Task brief -> Please change "window frame" to "window sash" throughout the part of the records that runs from the start through the line containing "Segment each instance of the window frame.", and write out that part again with everything else unchanged.

The records ->
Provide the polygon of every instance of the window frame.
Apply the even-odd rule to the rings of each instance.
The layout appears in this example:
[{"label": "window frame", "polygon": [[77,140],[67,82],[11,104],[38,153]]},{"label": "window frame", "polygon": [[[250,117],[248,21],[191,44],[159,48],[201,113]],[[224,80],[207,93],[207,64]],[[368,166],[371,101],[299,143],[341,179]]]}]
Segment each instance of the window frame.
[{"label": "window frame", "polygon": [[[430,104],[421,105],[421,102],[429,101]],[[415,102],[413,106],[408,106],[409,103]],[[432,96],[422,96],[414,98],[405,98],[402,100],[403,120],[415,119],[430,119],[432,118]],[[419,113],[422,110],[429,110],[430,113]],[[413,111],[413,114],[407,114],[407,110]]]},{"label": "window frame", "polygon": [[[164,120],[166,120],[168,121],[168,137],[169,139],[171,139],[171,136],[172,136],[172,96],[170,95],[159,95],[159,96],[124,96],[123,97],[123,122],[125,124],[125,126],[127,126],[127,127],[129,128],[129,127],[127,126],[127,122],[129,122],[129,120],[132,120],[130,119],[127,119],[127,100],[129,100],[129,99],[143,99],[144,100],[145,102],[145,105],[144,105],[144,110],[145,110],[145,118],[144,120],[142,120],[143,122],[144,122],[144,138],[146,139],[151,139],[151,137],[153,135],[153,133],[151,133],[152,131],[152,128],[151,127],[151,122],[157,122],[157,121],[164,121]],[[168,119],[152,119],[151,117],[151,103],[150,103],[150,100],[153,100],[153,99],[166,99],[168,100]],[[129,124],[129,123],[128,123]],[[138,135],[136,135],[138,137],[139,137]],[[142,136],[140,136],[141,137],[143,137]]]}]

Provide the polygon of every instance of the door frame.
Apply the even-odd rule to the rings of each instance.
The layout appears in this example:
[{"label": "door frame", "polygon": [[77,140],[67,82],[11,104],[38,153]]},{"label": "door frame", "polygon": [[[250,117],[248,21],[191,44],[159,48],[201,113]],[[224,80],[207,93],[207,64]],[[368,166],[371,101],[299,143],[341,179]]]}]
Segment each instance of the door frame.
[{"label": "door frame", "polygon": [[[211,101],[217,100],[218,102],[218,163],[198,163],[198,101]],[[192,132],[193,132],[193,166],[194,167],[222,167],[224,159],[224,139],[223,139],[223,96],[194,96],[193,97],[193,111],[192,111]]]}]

The reply ->
Provide the polygon of every instance of the window sash.
Apply the even-odd rule to the rings of each instance.
The layout appears in this example:
[{"label": "window sash", "polygon": [[77,140],[67,82],[11,104],[38,153]]},{"label": "window sash", "polygon": [[[250,117],[248,21],[191,44],[159,48],[201,113]],[[224,80],[207,93],[207,64]],[[368,166],[371,101],[299,143],[341,179]]]}]
Segment each instance of the window sash.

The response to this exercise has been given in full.